Task prompt:
Pictures are not part of the copy; repeat everything else in the records exactly.

Task material:
** start **
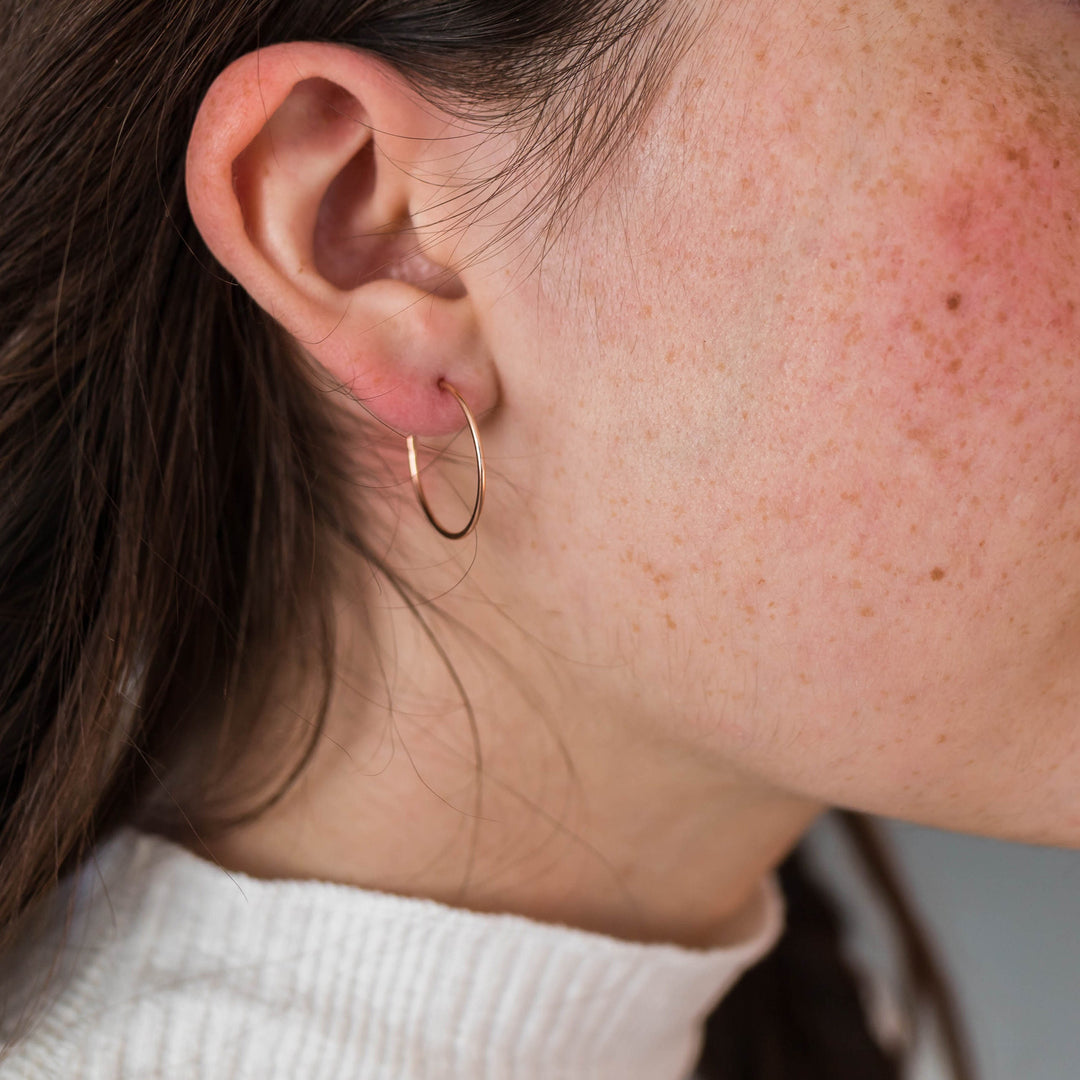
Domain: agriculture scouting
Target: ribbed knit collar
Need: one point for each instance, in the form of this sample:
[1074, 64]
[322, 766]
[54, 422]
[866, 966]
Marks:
[177, 969]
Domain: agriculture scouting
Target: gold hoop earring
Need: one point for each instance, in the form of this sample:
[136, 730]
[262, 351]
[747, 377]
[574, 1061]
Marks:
[481, 476]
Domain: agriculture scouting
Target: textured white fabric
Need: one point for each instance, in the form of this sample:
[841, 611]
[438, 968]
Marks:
[175, 969]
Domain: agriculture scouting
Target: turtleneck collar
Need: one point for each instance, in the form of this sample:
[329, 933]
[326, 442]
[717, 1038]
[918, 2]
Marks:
[176, 969]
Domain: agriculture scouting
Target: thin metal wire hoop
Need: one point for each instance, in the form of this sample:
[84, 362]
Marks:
[481, 474]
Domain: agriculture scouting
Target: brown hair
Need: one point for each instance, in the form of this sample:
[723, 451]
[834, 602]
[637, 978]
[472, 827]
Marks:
[167, 474]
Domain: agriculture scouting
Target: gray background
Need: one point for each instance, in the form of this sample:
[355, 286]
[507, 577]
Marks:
[1007, 921]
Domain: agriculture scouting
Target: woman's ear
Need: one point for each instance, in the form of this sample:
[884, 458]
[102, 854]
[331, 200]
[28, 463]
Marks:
[323, 183]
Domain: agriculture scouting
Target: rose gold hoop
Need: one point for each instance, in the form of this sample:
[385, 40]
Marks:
[481, 476]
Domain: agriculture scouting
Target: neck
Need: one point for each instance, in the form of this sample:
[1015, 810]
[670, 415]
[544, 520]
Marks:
[534, 795]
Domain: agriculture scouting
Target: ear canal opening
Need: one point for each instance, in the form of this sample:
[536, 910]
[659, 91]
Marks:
[350, 251]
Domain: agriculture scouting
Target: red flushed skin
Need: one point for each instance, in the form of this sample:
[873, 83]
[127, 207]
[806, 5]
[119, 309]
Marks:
[850, 336]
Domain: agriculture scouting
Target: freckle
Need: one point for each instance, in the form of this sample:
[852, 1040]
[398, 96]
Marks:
[1022, 157]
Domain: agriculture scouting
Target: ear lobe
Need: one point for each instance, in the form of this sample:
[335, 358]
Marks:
[306, 170]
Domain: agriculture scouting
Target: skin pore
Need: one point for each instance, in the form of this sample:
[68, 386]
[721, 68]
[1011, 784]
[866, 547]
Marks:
[784, 444]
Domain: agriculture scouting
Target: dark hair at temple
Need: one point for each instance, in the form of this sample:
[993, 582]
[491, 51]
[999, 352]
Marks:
[166, 468]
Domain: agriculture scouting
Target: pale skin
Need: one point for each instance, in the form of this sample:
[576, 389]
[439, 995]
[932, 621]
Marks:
[783, 436]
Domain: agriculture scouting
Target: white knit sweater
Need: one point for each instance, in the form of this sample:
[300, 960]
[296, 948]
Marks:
[175, 969]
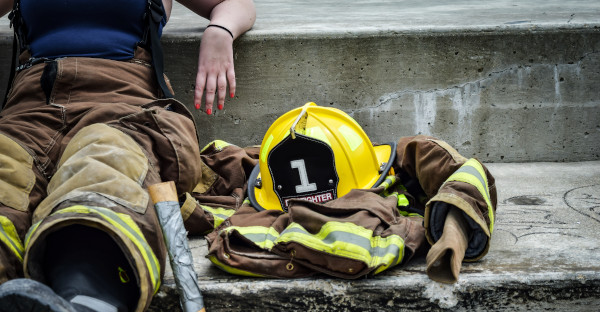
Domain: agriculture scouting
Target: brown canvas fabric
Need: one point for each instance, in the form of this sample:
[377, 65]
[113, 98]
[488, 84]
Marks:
[422, 166]
[86, 91]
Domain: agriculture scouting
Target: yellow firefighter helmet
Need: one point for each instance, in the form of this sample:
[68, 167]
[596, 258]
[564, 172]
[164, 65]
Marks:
[318, 154]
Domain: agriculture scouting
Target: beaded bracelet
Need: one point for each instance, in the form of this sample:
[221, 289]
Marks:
[219, 26]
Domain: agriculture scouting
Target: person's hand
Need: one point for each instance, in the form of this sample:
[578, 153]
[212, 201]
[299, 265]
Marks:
[215, 69]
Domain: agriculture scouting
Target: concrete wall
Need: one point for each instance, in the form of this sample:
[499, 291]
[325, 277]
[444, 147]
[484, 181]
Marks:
[514, 92]
[502, 97]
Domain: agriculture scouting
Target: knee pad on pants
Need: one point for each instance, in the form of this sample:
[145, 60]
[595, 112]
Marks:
[99, 160]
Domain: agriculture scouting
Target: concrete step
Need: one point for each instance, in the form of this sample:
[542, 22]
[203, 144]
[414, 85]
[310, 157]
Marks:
[503, 81]
[545, 255]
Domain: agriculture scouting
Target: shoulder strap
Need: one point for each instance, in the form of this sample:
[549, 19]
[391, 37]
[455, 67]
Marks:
[154, 15]
[18, 44]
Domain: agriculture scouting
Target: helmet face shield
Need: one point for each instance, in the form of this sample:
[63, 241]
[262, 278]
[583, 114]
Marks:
[317, 154]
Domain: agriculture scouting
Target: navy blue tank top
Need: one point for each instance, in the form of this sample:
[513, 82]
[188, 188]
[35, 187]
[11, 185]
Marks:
[89, 28]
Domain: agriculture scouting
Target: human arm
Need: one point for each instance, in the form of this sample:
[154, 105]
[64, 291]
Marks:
[215, 61]
[5, 6]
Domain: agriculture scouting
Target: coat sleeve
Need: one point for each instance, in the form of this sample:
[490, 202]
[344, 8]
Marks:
[440, 177]
[222, 189]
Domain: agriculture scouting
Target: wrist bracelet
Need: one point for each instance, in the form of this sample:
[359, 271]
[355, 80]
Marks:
[219, 26]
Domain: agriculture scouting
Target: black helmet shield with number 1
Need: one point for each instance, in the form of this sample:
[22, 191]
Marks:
[317, 154]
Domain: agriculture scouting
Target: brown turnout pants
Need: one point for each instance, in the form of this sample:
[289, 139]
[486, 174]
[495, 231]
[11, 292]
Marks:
[80, 140]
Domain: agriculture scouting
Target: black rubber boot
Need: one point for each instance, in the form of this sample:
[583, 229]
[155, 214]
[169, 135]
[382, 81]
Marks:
[31, 296]
[85, 266]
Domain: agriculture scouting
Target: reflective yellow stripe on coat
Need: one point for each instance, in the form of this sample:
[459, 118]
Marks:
[341, 239]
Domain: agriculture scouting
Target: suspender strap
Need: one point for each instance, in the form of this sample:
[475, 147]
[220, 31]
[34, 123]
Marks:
[18, 44]
[155, 14]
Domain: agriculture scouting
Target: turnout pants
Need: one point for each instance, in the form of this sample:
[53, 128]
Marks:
[80, 140]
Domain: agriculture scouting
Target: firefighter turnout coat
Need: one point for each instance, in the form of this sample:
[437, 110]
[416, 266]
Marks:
[364, 232]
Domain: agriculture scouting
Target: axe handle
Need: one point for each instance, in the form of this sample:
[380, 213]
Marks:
[166, 203]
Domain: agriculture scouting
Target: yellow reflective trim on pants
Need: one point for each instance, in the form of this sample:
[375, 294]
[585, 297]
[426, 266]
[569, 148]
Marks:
[230, 269]
[219, 214]
[350, 241]
[472, 173]
[10, 237]
[263, 237]
[126, 225]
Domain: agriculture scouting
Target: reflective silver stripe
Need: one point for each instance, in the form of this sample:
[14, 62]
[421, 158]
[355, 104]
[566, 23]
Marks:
[94, 304]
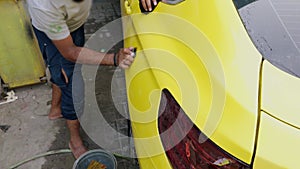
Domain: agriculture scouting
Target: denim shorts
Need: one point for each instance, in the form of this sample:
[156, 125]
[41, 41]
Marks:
[72, 99]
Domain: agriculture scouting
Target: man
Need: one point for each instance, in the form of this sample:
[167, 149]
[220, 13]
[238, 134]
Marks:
[58, 26]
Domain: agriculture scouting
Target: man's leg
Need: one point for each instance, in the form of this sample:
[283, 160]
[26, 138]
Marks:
[76, 144]
[55, 111]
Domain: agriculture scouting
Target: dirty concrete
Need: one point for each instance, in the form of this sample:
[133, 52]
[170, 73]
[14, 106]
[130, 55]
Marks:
[31, 133]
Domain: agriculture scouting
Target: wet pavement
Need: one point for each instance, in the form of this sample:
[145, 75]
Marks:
[25, 130]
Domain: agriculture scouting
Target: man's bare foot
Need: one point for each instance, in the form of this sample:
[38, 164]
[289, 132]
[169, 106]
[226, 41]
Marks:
** end **
Correct output:
Domain: agriculture scouting
Target: ribbed knit collar
Need: one point for each instance, in the form of this sample:
[1074, 64]
[322, 766]
[54, 422]
[866, 966]
Marks:
[177, 969]
Domain: agriculture scouting
Target: gold hoop earring
Need: one point for each instance, in the form of this sample:
[136, 730]
[262, 351]
[747, 377]
[574, 1061]
Marks:
[481, 476]
Domain: agriculture scouting
Target: textured white fabric
Need: one point for each instance, in the form of this sample:
[841, 611]
[438, 968]
Marks:
[175, 969]
Domain: agriculture scouting
Target: turtleneck collar
Need: one point for each instance, in the form of this sample:
[329, 933]
[326, 442]
[717, 1038]
[918, 2]
Marks:
[176, 969]
Domain: agriculture scouting
Target: thin metal wire hoop
Need: one point for each instance, in the form of this sample:
[84, 362]
Marks:
[481, 474]
Domain: agriculture scouting
Target: brown hair
Need: one point for each instance, in the form of this sample:
[723, 451]
[834, 602]
[637, 978]
[472, 827]
Marks:
[167, 474]
Domain: agriculture scouting
Target: gray background
Need: one point for each instance, in the form of this sample:
[355, 286]
[507, 577]
Marks:
[1007, 921]
Domain: agriculture scouting
Target: woman's ear
Need: one point for each instance, in the form of this sample:
[884, 458]
[102, 854]
[331, 200]
[28, 463]
Marks:
[323, 183]
Domain: agriculture scouting
Target: rose gold hoop
Need: one point for each instance, in the form of this sample:
[385, 40]
Marks:
[481, 476]
Domain: agriculture scouting
Target: neck
Need: one point for each instance, in the form of this sample:
[1015, 810]
[670, 415]
[544, 520]
Marks:
[534, 795]
Domain: agriculture scouting
Target: ear canal opening
Need: one point for each instance, in the form of this sample:
[536, 910]
[659, 91]
Marks:
[350, 251]
Domain: agriculture scouting
Target: red flushed skin
Need: one point for each instance, in the form of this sample:
[873, 83]
[127, 207]
[806, 5]
[119, 309]
Marks:
[850, 336]
Domain: agriculture scouting
Target: freckle
Need: one point for each instance, in the form of this sample:
[852, 1040]
[398, 96]
Marks:
[1022, 157]
Domain: agriculture scouting
Target: ear lobe
Need: one point for each instance, in the form of this sample:
[335, 358]
Marks:
[306, 170]
Domain: agriculture scouting
Target: skin pore
Need: one point for each instance, in the form of this sample:
[68, 386]
[721, 68]
[1011, 784]
[866, 547]
Marks:
[784, 444]
Domain: agriculture scouting
Target: dark hair at temple
Need: one point for each instance, in the form of this sample:
[993, 582]
[491, 51]
[999, 352]
Marks:
[166, 468]
Domain: agriculture scouting
Target: pale skin
Need: one point for each instance, in the form of this sample:
[576, 389]
[439, 995]
[932, 621]
Marks:
[783, 436]
Domain: agriculture scouting
Target: white knit sweater
Need: one point for each instance, in the form of this sample:
[300, 960]
[296, 948]
Marks:
[175, 969]
Domain: agriculture scouting
Target: brown canvas fabric
Need: one point for each instance, in the form of this sample:
[377, 65]
[113, 98]
[488, 84]
Marks:
[422, 166]
[86, 91]
Domain: agriculture scouting
Target: yellow firefighter helmet
Need: one point for each instance, in the form of this sample:
[68, 167]
[596, 258]
[564, 172]
[164, 65]
Marks:
[318, 154]
Domain: agriculture scouting
Target: beaded bracelet
Need: one point for each instance, in the form of this sample:
[221, 289]
Marks:
[219, 26]
Domain: agriculture scouting
Target: person's hand
Need: one point for each instance, in the form of this sample:
[578, 153]
[212, 201]
[299, 265]
Marks:
[215, 69]
Domain: agriculture scouting
Target: concrete wall
Need: one point for each instance, in the form of this sample:
[499, 291]
[325, 277]
[444, 147]
[484, 181]
Marks:
[514, 92]
[502, 97]
Domain: agriculture scouting
Target: knee pad on pants
Need: one point for each instance, in the form of this sample:
[145, 60]
[595, 112]
Marks:
[99, 160]
Domain: agriculture scouting
Target: concrete step
Need: one point for each instance, in the form of this sample:
[542, 22]
[203, 144]
[414, 85]
[310, 157]
Marks:
[503, 81]
[545, 255]
Domain: agriculture scouting
Target: shoulder strap
Need: one point for each instance, in the form of this sample:
[549, 19]
[391, 37]
[455, 67]
Marks:
[154, 15]
[18, 44]
Domain: agriculture scouting
Target: helmet face shield
Need: one point for each instance, in the form of this sample:
[63, 241]
[262, 278]
[583, 114]
Marks:
[317, 154]
Domain: agriculture scouting
Target: navy blue tank top
Need: one point for each instance, in the form of this sample:
[513, 82]
[188, 188]
[35, 187]
[11, 185]
Marks:
[89, 28]
Domain: agriculture scouting
Target: human arm
Need: one point for each instance, in the form of this sample:
[154, 105]
[64, 291]
Marks:
[215, 61]
[5, 6]
Domain: agriculture scouting
Target: coat sleeve
Need: one point for each instance, in the form of this sample:
[490, 202]
[344, 8]
Marks:
[440, 177]
[222, 189]
Domain: agriculture scouting
Target: wrist bracelet
Need: one point for each instance, in the form of this sample:
[359, 271]
[355, 80]
Marks:
[219, 26]
Domain: agriculture scouting
Target: black helmet shield with number 1
Need: one point for each instance, in the form of this sample:
[22, 191]
Marks:
[317, 154]
Domain: agriculture scouting
Target: brown turnout pants
Need: one point for each instance, in the form of this sample:
[289, 139]
[486, 174]
[495, 231]
[11, 292]
Marks:
[80, 140]
Domain: agriculture scouting
Target: black rubber boot
Need: one point for each instance, in the form of this sample:
[583, 229]
[155, 214]
[169, 135]
[382, 81]
Marks:
[31, 296]
[85, 266]
Domain: agriculture scouting
Target: reflective yellow stripe on coat
Need: one point for each instance, in the form of this sample:
[459, 118]
Marks:
[341, 239]
Domain: agriculture scouting
Target: suspender strap
Need: one point for each instance, in the form of this sample:
[475, 147]
[220, 31]
[34, 123]
Marks:
[18, 44]
[155, 14]
Domain: agriculture scouting
Target: turnout pants
Need: one point for each instance, in the form of this sample:
[53, 128]
Marks:
[80, 140]
Domain: agriculture scouting
Target: firefighter turnout coat
Need: one point for each instance, in the form of this sample:
[437, 110]
[416, 266]
Marks:
[364, 232]
Domain: agriculture scouting
Target: axe handle
Need: one point for each instance, in the form of this sample:
[380, 213]
Marks:
[166, 203]
Domain: agriculture scouting
Target: yellow reflective trim on pants
Need: one point for each instance, in the form of this sample:
[375, 294]
[585, 297]
[426, 266]
[569, 148]
Marks:
[230, 269]
[219, 214]
[350, 241]
[472, 173]
[10, 237]
[263, 237]
[126, 225]
Domain: agriculture scouting
Target: reflective silver stripe
Need: one point for each instance, in the form of this sample:
[14, 62]
[421, 158]
[355, 104]
[566, 23]
Marks:
[94, 304]
Domain: agriculture scouting
Target: denim shorts
Need: one point for each instance, in the form of this sample:
[156, 125]
[41, 41]
Marks:
[72, 99]
Domain: agriculture scouting
Target: man
Need: one point for each instance, in the form of this sample:
[167, 149]
[220, 13]
[238, 134]
Marks:
[58, 26]
Domain: agriculture scouting
Target: man's leg
Need: one point for each instance, in the form of this sample:
[283, 160]
[26, 138]
Marks:
[76, 144]
[55, 111]
Domain: agriculture scouting
Target: dirty concrete
Need: one point for each instance, in the form of this sample:
[133, 52]
[170, 73]
[14, 106]
[130, 55]
Marks:
[31, 133]
Domain: agriculture scouting
Target: wet pavement
Need: one point for each instance, in the form of this sample:
[145, 75]
Marks:
[25, 130]
Domain: agriculture scouting
Target: man's bare foot
Need: one point for each instance, in the form of this sample:
[38, 164]
[289, 132]
[169, 106]
[226, 41]
Marks:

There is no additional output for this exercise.